Reproduce the lines starting with the line with "Batch job #47 — class: spectator." and going on through the line with "378;231;409;408", replacing "top-left and bottom-right corners" with "upper-left and lower-right corners" and leaving everything else unchanged. Omit the pictures from the output.

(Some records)
- - -

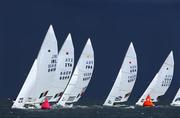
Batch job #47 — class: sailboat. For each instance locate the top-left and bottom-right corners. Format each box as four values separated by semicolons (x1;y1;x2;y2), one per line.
12;25;58;109
136;51;174;106
11;59;37;109
171;88;180;107
103;43;137;106
57;39;94;107
46;34;74;103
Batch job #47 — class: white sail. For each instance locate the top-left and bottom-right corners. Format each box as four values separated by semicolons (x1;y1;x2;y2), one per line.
57;39;94;107
103;43;137;106
12;60;37;109
171;88;180;107
47;34;74;102
32;25;58;103
136;51;174;106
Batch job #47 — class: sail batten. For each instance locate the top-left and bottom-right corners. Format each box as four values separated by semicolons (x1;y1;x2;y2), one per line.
136;51;174;106
57;39;94;107
103;43;137;106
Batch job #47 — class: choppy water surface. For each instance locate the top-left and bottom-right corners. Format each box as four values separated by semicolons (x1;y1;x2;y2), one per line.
0;101;180;118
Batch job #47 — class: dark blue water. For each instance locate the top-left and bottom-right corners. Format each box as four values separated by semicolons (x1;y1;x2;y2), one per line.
0;101;180;118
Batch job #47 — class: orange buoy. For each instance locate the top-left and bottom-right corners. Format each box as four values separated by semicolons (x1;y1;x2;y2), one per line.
41;99;51;109
143;95;154;107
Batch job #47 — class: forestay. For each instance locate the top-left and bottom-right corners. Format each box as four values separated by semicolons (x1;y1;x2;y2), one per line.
57;39;94;107
171;88;180;106
136;51;174;106
32;26;58;103
103;43;137;106
12;60;37;109
47;34;74;102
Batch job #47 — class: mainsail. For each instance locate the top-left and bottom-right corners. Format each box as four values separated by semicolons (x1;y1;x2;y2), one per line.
103;43;137;106
136;51;174;106
47;34;74;102
12;60;37;109
57;39;94;107
31;25;58;103
171;88;180;106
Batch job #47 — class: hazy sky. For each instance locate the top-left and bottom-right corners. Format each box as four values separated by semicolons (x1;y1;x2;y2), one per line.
0;0;180;101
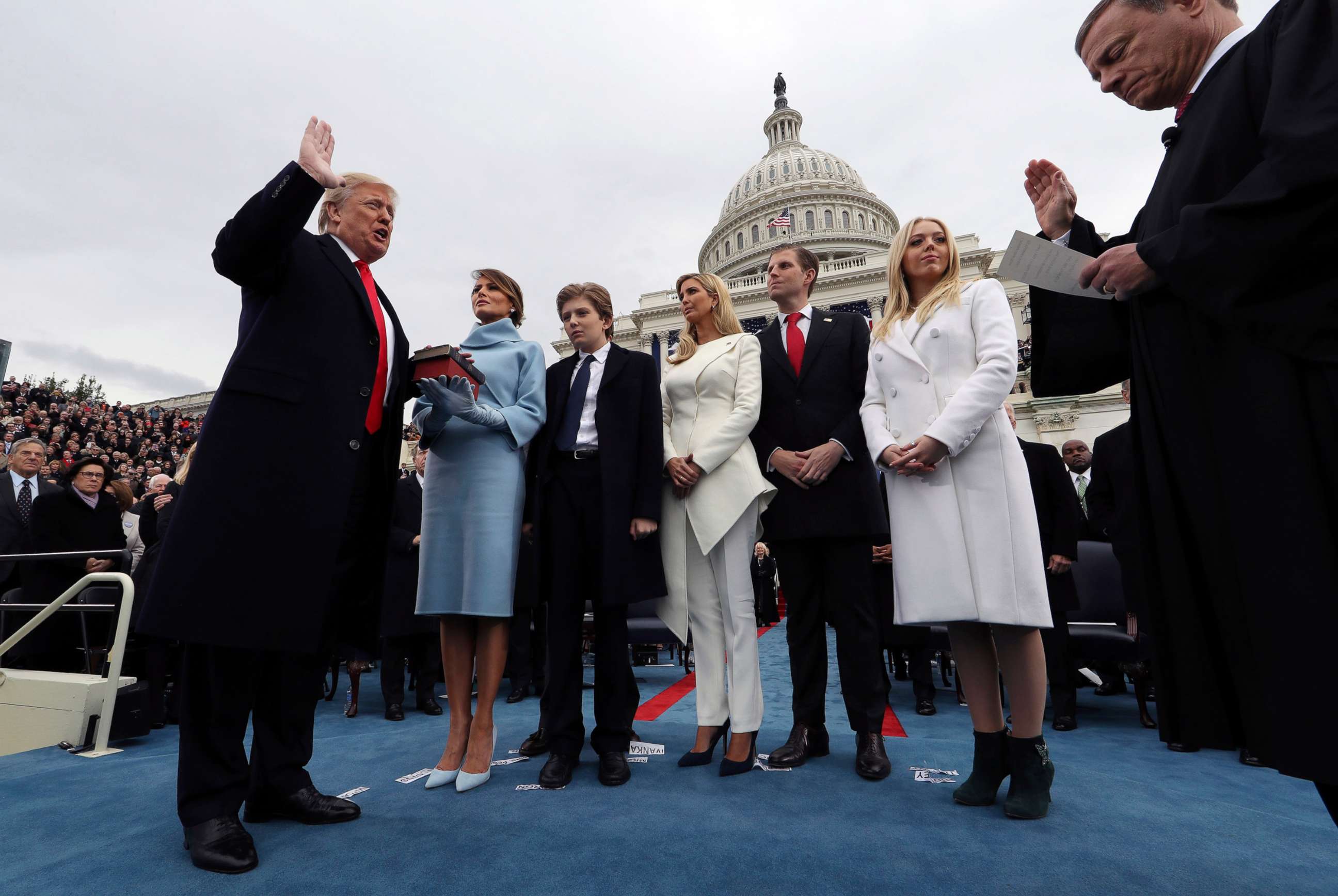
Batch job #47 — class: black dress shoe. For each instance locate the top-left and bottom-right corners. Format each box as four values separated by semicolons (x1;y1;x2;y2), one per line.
767;722;831;769
520;728;549;757
539;753;575;790
855;731;893;781
1240;746;1263;769
599;753;631;788
242;787;362;824
185;816;260;875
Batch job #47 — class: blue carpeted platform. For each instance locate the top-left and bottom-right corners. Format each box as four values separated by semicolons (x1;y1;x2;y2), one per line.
0;623;1338;896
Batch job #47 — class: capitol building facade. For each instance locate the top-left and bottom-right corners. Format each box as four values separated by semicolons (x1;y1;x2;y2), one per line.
552;76;1129;446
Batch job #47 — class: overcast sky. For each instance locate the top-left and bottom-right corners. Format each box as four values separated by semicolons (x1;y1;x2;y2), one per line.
0;0;1272;401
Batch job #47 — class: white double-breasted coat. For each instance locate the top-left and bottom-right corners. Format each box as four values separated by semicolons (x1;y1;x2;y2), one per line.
861;280;1050;629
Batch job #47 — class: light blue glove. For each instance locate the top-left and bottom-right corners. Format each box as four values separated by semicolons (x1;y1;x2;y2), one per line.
419;376;454;433
434;376;506;429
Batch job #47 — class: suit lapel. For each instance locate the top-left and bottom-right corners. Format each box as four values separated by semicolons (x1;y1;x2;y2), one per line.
799;308;836;381
316;233;383;332
757;315;799;382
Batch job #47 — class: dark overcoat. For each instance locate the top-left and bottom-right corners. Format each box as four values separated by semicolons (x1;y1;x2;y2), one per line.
1031;0;1338;783
522;345;667;606
139;162;409;652
751;308;887;541
381;473;440;638
1018;439;1082;615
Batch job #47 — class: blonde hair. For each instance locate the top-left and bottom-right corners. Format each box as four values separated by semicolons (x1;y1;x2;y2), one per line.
316;171;400;233
669;274;744;364
871;215;962;342
172;441;199;486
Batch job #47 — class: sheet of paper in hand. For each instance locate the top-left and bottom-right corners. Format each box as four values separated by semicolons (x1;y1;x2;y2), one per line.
409;345;488;398
999;230;1110;298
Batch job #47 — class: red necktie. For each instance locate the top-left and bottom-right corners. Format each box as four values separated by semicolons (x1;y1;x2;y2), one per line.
353;260;389;432
1175;93;1193;122
786;312;804;376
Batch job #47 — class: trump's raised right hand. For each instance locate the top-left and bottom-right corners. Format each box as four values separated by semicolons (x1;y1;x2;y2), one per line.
297;115;344;190
1022;159;1078;239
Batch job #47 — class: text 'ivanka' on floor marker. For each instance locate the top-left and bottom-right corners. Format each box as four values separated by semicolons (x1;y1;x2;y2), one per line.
628;741;665;756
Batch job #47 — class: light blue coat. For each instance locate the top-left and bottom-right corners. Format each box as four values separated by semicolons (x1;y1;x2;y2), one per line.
413;318;545;616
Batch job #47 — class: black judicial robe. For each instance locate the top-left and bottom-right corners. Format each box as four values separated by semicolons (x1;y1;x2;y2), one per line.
1031;0;1338;783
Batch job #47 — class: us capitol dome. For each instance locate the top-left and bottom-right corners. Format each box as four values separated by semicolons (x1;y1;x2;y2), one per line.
552;72;1128;445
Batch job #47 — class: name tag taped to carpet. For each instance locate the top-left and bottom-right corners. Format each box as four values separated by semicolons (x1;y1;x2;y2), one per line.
628;741;665;756
915;772;957;783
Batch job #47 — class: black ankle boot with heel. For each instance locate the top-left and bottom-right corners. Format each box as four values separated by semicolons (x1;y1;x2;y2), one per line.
1004;737;1054;820
953;728;1012;806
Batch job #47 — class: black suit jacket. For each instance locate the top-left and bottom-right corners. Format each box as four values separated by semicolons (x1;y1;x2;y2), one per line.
1087;423;1139;556
0;471;60;587
1017;439;1082;614
140;162;409;652
524;345;667;604
23;486;126;603
752;308;887;540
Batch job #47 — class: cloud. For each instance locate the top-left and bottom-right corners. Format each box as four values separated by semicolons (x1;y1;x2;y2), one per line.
11;341;210;401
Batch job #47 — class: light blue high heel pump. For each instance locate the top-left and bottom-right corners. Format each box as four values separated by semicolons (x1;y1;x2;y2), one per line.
423;760;463;790
455;725;498;793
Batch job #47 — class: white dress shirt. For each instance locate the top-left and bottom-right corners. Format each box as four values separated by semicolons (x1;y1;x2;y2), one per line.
9;469;38;502
330;234;395;400
1052;25;1250;247
567;342;613;451
767;302;851;473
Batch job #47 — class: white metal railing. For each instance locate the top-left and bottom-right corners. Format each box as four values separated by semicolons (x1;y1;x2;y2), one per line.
0;569;135;758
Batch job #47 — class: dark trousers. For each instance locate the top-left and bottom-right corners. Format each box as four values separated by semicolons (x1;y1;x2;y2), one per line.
542;457;641;757
506;604;549;694
1041;611;1078;718
890;647;934;703
381;631;441;706
771;538;887;733
177;645;325;826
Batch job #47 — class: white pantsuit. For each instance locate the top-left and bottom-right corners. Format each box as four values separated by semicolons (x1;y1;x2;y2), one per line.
656;333;776;731
688;503;762;731
859;280;1050;629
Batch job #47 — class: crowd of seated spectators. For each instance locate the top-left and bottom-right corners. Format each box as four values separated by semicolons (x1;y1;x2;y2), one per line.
0;377;205;499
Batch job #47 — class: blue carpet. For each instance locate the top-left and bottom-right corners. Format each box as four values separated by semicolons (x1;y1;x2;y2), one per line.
0;625;1338;896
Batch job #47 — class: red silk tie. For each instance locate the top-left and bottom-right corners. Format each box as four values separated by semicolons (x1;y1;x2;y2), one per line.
786;312;804;376
1175;93;1193;122
353;260;389;432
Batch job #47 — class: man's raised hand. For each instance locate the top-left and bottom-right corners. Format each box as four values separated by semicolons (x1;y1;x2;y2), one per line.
1022;159;1078;239
297;115;344;190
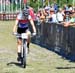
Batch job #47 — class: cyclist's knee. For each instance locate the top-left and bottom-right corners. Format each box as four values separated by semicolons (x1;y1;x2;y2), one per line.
17;39;22;45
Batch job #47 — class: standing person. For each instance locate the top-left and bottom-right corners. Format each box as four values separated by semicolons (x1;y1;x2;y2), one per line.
13;8;36;61
56;8;65;23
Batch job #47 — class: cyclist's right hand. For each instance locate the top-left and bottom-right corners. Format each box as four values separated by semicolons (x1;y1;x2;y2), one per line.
13;32;17;35
32;32;36;36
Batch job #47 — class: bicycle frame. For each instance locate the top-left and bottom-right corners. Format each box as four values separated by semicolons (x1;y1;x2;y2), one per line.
16;33;28;68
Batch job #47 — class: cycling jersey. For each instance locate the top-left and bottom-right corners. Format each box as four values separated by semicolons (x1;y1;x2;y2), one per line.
16;12;31;28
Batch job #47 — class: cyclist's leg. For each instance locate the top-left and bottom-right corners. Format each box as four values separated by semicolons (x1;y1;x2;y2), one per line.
17;39;22;61
17;27;23;61
26;30;31;51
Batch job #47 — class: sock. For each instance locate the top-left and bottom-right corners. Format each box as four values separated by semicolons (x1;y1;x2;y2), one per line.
18;53;21;58
27;43;29;48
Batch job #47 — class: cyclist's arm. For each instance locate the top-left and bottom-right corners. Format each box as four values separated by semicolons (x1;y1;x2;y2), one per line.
29;18;36;33
13;19;18;33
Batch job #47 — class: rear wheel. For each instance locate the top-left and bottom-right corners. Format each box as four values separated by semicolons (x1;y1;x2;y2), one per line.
22;43;27;68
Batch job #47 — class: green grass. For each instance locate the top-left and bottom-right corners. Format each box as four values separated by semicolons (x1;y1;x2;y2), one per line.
0;21;75;73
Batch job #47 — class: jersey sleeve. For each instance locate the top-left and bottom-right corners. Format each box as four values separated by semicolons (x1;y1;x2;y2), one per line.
28;15;32;20
16;13;22;20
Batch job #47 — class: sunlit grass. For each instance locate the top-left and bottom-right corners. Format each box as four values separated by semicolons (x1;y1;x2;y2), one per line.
0;21;75;73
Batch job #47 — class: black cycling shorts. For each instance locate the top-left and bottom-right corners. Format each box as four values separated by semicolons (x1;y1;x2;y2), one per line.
17;27;28;34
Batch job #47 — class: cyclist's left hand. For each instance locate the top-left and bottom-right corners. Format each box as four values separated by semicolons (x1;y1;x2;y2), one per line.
32;32;36;36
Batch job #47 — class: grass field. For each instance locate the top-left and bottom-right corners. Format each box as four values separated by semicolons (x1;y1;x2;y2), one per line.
0;21;75;73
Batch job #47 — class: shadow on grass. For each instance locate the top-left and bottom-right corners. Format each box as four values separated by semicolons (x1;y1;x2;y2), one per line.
31;38;75;62
56;67;75;69
7;62;23;68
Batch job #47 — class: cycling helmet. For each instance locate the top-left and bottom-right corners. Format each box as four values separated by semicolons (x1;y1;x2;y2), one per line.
23;8;29;17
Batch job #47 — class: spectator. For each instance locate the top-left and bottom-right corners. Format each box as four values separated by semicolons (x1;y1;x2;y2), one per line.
56;8;65;23
49;8;57;23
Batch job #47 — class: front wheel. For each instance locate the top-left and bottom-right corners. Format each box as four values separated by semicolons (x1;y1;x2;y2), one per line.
22;42;27;68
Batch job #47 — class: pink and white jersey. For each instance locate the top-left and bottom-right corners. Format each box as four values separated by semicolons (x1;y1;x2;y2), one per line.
16;12;31;28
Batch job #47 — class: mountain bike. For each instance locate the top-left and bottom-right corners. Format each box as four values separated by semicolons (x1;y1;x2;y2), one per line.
14;33;28;68
14;33;36;68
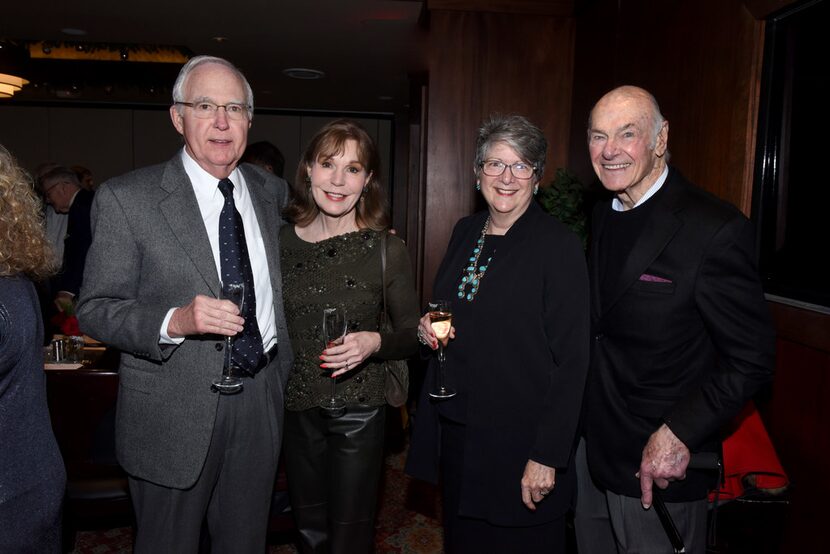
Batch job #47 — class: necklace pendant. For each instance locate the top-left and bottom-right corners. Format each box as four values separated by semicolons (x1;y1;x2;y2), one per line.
458;217;493;302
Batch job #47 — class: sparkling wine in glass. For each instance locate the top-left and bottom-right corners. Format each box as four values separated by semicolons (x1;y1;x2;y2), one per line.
428;300;456;399
320;308;348;417
213;283;245;394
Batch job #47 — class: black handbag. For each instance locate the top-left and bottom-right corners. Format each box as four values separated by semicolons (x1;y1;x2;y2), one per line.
378;231;409;408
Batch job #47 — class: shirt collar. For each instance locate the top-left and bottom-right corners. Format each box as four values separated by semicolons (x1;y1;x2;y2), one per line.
182;148;246;201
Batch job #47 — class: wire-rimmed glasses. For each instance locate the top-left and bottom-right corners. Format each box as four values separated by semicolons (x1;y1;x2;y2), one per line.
174;100;250;121
481;160;536;179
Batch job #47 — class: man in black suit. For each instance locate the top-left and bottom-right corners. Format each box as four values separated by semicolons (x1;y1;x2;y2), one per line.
40;166;94;304
576;86;774;554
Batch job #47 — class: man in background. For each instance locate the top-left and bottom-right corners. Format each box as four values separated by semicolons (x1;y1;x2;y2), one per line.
78;56;292;554
40;166;94;309
576;86;775;554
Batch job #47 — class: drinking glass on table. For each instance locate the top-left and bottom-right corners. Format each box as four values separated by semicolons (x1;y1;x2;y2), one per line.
320;308;347;417
428;300;455;399
213;283;245;394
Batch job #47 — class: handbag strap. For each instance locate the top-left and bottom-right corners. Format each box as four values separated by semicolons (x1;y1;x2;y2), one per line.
380;231;389;323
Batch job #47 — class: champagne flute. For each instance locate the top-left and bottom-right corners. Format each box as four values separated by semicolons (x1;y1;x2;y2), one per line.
213;283;245;394
428;300;456;399
320;308;347;417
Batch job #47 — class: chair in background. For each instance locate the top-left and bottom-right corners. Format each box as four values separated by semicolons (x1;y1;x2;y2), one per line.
46;369;134;551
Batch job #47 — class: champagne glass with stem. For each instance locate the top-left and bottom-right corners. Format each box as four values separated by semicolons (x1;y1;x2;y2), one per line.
320;308;348;417
213;283;245;394
427;300;455;399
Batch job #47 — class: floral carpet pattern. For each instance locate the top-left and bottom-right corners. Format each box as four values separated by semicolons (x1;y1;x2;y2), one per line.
73;438;442;554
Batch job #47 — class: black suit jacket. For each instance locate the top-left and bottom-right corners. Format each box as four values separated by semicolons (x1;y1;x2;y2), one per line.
585;169;775;501
407;202;589;526
52;189;95;295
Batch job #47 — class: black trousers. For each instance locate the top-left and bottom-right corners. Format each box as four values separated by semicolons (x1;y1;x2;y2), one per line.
283;406;386;554
129;374;282;554
441;418;565;554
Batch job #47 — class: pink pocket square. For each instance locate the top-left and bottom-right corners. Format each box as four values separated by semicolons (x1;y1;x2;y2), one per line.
640;273;671;283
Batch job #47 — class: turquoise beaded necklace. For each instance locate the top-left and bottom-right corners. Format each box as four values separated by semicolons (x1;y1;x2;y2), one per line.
458;215;495;302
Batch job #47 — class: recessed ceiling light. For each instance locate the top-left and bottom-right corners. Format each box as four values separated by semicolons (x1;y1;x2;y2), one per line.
282;67;326;80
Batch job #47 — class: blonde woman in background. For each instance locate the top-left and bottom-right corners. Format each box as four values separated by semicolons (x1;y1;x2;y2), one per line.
0;146;66;553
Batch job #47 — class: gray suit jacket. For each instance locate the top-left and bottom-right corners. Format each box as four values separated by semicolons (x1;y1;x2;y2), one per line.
77;154;292;488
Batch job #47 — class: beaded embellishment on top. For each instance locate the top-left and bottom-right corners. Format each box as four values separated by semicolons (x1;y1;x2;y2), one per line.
458;216;496;302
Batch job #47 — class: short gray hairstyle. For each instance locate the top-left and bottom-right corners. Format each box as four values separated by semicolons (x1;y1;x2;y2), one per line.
173;56;254;119
474;114;548;181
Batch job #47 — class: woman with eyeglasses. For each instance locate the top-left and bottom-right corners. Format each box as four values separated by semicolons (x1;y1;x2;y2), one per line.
407;116;589;554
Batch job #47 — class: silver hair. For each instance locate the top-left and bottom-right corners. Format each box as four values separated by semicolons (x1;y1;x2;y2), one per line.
474;114;548;181
173;56;254;119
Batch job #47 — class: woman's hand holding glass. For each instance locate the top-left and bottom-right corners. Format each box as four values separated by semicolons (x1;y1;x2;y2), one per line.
320;331;380;377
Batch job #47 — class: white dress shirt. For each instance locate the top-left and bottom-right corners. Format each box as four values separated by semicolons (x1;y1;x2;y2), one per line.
611;165;669;212
160;149;277;352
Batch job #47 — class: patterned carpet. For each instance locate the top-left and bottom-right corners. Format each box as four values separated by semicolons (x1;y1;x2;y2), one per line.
73;426;442;554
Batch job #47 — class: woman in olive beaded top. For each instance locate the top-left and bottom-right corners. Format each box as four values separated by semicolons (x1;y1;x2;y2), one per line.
280;120;419;553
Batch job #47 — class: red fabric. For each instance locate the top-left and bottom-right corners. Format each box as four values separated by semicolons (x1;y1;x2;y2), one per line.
51;312;81;337
709;402;789;502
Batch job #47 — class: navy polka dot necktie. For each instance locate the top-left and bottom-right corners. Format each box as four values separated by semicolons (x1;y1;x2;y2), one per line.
219;179;263;374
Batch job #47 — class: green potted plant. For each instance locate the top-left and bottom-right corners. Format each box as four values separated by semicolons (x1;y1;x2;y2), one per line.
536;167;588;248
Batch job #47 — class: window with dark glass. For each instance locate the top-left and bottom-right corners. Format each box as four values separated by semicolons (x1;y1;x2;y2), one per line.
753;0;830;308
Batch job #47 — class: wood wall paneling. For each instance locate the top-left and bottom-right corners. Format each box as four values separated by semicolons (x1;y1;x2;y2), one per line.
0;105;50;172
427;0;575;17
422;11;573;295
744;0;796;19
571;0;763;213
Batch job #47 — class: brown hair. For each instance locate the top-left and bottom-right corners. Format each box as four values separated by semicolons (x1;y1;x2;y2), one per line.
0;145;57;279
284;119;389;231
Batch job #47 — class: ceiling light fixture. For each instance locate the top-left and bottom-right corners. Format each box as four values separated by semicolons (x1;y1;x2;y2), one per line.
282;67;326;81
0;41;29;98
27;41;192;64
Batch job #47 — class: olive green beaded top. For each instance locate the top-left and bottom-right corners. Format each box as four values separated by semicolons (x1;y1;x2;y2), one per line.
280;225;418;411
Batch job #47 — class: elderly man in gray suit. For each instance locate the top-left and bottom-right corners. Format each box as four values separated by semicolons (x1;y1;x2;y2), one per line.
78;56;292;553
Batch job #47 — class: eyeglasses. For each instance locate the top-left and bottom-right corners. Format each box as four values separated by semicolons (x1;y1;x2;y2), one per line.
174;100;249;121
481;160;536;179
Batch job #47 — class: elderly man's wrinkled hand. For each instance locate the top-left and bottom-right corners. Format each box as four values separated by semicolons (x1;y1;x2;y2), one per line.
167;294;245;337
522;460;556;511
636;424;690;509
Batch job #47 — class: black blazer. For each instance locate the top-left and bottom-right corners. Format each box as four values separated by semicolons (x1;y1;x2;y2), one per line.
407;202;589;526
584;169;775;501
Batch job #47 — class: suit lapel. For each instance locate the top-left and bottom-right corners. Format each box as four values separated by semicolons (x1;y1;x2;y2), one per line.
159;156;222;298
592;170;682;313
589;205;611;321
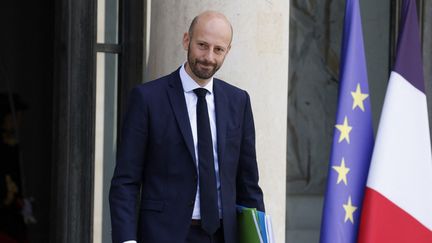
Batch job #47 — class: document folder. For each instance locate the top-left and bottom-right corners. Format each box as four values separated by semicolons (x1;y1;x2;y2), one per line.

- - -

THE RESPONSE:
Batch job #47 — class: spectator. For each instance locate the upper-left and lower-right corners. Format each box as four values separated by semicolons (x1;y1;x2;y2), one per line.
56;8;65;23
49;8;57;23
Batch job #47 — class: front wheel. For each instance locate the upper-left and lower-right corners. Format each box as four values separated by semicolons (x1;y1;x2;y2), one per line.
22;42;27;68
Batch job #47 — class: pink and white jersey. For each instance locate the upper-left and lower-right corners. Format each box as four values separated by semicolons (x1;y1;x2;y2), one per line.
16;12;31;28
Batch job #47 — class: mountain bike. For each instance locate the upper-left and lower-right corners. Format each box as four values separated by semicolons (x1;y1;x2;y2), one per line.
14;33;28;68
14;33;36;68
Batch job #47 — class: necklace pendant. For each instance locate the upper-left and lower-right corners. Format each box as four values separated by semicolons (x1;y1;x2;y2), one per line.
458;217;493;302
Batch job #47 — class: sparkling wine in glass. For each instance locate the upper-left and lower-right corners. Format each box as four values separated by semicolons (x1;y1;x2;y2), one per line.
428;300;456;399
320;308;348;417
213;283;245;394
Batch job #47 — class: black handbag. For each instance locate the upper-left and lower-right corners. Format each box as four values separated by semicolons (x1;y1;x2;y2), one per line.
378;231;409;408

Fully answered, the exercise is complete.